The problem
Please copy the entries below word for word, everything from the line containing "Locate the wooden dining" down to the line containing "pixel 257 298", both of those lines included, and nothing else.

Information shown
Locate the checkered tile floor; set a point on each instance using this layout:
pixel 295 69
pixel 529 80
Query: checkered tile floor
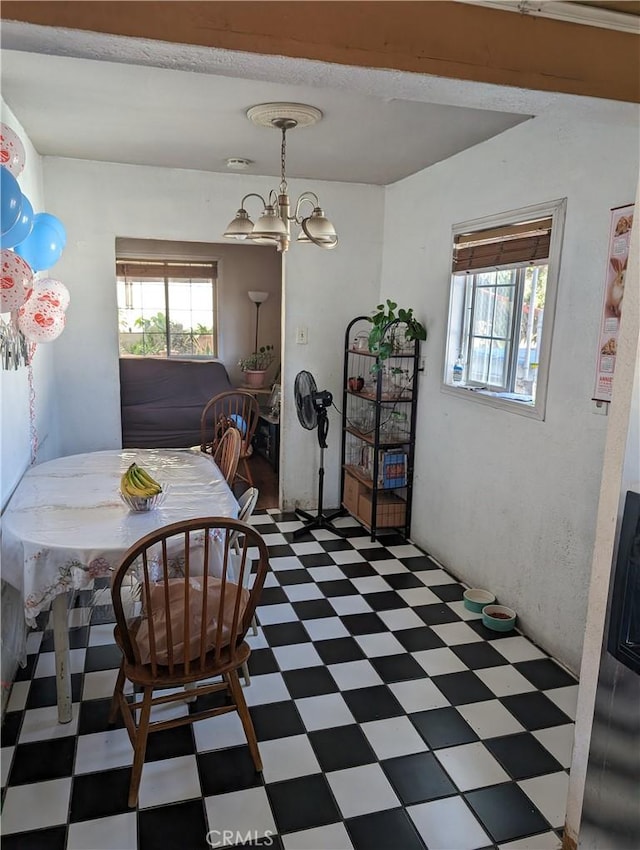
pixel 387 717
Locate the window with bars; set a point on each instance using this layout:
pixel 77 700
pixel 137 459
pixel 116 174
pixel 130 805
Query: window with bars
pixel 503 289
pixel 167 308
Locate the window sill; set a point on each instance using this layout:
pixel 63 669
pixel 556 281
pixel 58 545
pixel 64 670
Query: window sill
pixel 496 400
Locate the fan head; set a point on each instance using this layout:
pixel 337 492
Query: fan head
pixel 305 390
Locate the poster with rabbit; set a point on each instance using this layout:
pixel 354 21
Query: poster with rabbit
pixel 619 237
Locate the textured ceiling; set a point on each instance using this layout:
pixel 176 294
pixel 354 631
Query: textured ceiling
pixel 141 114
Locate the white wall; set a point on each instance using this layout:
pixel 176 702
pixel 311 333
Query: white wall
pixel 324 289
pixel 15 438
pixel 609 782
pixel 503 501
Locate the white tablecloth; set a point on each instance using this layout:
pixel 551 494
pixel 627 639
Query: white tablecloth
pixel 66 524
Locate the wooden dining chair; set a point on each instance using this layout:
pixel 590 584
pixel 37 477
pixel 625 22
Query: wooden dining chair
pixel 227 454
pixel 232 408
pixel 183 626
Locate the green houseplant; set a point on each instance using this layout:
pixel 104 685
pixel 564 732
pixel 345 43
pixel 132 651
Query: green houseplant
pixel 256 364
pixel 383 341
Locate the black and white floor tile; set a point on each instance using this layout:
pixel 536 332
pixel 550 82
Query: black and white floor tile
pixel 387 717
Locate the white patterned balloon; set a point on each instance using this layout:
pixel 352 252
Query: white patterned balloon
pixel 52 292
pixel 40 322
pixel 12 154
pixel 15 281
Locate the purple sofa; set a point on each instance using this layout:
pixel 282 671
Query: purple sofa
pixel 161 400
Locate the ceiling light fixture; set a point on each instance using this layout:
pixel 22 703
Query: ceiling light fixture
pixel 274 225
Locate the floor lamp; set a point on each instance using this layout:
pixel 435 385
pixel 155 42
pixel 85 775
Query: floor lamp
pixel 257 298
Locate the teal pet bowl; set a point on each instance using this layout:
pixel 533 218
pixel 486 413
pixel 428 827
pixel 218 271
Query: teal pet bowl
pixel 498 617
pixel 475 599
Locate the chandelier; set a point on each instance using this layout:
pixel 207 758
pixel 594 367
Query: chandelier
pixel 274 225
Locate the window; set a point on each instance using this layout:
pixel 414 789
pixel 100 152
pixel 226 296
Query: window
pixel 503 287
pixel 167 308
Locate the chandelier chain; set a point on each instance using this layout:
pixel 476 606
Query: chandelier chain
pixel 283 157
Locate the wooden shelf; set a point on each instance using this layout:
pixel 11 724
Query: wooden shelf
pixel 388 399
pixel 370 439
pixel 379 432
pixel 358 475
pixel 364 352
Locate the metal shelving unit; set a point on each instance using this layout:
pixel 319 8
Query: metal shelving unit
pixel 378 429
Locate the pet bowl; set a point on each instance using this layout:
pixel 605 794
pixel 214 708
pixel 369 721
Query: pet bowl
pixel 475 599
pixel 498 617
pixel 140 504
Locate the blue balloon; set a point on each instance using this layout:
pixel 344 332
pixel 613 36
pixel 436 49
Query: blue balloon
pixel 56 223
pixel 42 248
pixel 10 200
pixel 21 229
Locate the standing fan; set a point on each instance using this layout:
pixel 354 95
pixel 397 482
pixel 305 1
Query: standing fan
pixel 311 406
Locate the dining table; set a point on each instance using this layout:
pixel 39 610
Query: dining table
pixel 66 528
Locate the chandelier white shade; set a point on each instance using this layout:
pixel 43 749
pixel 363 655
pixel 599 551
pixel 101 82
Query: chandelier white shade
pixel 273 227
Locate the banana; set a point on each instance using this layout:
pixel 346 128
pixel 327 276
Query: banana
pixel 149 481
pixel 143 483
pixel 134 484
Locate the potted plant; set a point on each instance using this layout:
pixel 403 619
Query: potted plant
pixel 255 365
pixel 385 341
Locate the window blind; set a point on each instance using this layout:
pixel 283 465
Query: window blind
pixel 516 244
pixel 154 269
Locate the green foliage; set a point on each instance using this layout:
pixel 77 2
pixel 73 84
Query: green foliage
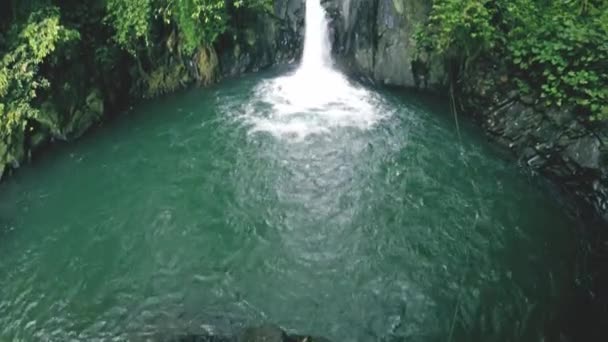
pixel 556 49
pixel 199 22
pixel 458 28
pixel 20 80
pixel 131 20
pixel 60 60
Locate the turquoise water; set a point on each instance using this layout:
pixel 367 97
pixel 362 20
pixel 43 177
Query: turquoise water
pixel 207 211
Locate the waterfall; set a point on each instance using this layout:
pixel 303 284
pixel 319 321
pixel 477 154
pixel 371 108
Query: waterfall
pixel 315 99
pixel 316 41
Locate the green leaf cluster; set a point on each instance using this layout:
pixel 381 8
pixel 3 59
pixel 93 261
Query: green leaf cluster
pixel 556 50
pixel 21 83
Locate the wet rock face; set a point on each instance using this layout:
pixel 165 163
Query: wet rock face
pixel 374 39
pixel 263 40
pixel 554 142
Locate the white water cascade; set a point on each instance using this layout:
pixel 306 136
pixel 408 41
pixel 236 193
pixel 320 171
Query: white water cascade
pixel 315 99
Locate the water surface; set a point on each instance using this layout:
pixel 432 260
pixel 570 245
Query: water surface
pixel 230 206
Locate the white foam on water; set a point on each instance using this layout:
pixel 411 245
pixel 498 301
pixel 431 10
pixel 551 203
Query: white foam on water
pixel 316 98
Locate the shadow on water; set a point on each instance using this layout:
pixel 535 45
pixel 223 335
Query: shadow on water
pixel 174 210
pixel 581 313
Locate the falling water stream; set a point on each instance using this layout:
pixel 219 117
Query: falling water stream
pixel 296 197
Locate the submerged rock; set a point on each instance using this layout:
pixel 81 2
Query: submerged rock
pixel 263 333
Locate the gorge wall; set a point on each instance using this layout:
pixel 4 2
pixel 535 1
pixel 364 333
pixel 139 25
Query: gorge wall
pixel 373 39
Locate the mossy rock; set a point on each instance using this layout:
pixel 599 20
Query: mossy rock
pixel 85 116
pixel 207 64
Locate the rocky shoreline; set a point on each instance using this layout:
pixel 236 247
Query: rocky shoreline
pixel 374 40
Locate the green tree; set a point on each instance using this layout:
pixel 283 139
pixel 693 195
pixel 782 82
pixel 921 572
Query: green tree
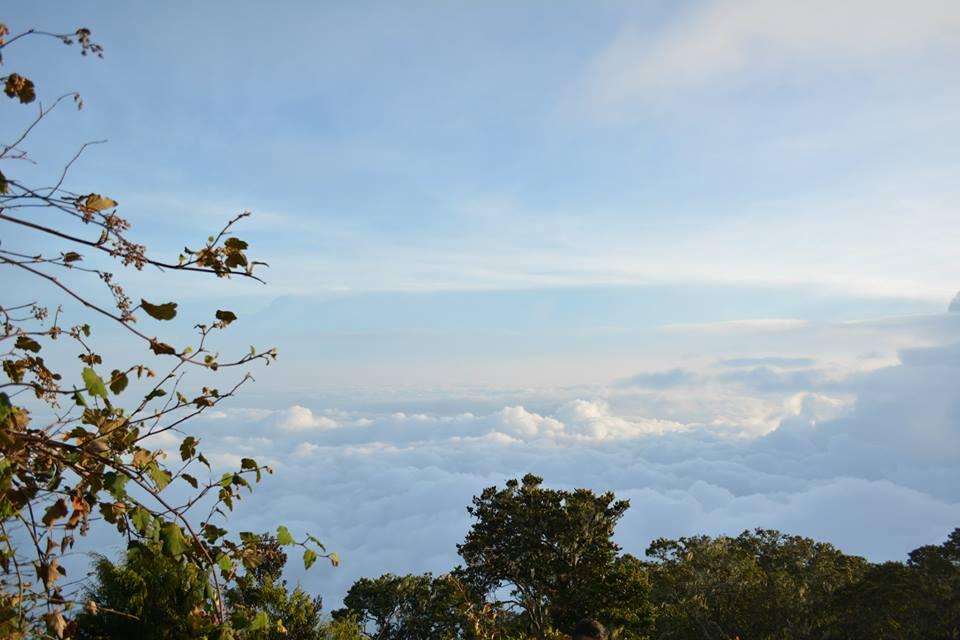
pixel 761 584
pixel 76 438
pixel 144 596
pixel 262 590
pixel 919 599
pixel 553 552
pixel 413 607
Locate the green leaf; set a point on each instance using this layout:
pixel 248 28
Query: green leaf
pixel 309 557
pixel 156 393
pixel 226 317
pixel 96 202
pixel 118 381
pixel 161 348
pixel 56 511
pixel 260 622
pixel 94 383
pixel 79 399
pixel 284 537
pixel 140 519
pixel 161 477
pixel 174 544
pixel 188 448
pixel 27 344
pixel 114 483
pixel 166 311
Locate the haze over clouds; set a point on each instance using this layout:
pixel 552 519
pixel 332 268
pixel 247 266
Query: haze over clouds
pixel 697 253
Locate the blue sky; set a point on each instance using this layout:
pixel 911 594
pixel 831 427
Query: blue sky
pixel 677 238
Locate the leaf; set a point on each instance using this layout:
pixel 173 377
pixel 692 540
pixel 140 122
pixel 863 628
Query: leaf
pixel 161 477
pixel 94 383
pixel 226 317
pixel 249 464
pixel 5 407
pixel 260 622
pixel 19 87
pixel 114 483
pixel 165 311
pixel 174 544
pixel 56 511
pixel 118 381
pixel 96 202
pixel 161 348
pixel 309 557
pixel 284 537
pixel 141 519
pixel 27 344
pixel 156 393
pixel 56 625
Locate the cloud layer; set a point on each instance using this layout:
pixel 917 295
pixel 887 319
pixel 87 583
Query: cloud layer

Reply
Locate the wooden dining chair; set a point on each instance using this layout:
pixel 590 584
pixel 37 477
pixel 625 22
Query: wooden dining chair
pixel 227 454
pixel 232 408
pixel 183 626
Locate the green houseplant; set a point on each instance using this layout:
pixel 104 685
pixel 564 732
pixel 345 43
pixel 132 651
Query: green houseplant
pixel 256 364
pixel 383 341
Locate the black and white floor tile; set a point on each instance using this layout:
pixel 536 332
pixel 550 82
Query: black and white floor tile
pixel 387 717
Locate the white patterned balloon; set a point on each instance using this layout:
pixel 352 252
Query: white patterned balloon
pixel 52 292
pixel 40 322
pixel 12 154
pixel 15 281
Locate the purple sofa; set a point on each instance using this layout:
pixel 282 671
Query: purple sofa
pixel 161 400
Locate the ceiling light fixture; set a point on each instance using this layout:
pixel 22 703
Query: ceiling light fixture
pixel 274 225
Locate the floor lamp; set a point on each instance using this layout:
pixel 435 385
pixel 155 42
pixel 85 775
Query: floor lamp
pixel 257 298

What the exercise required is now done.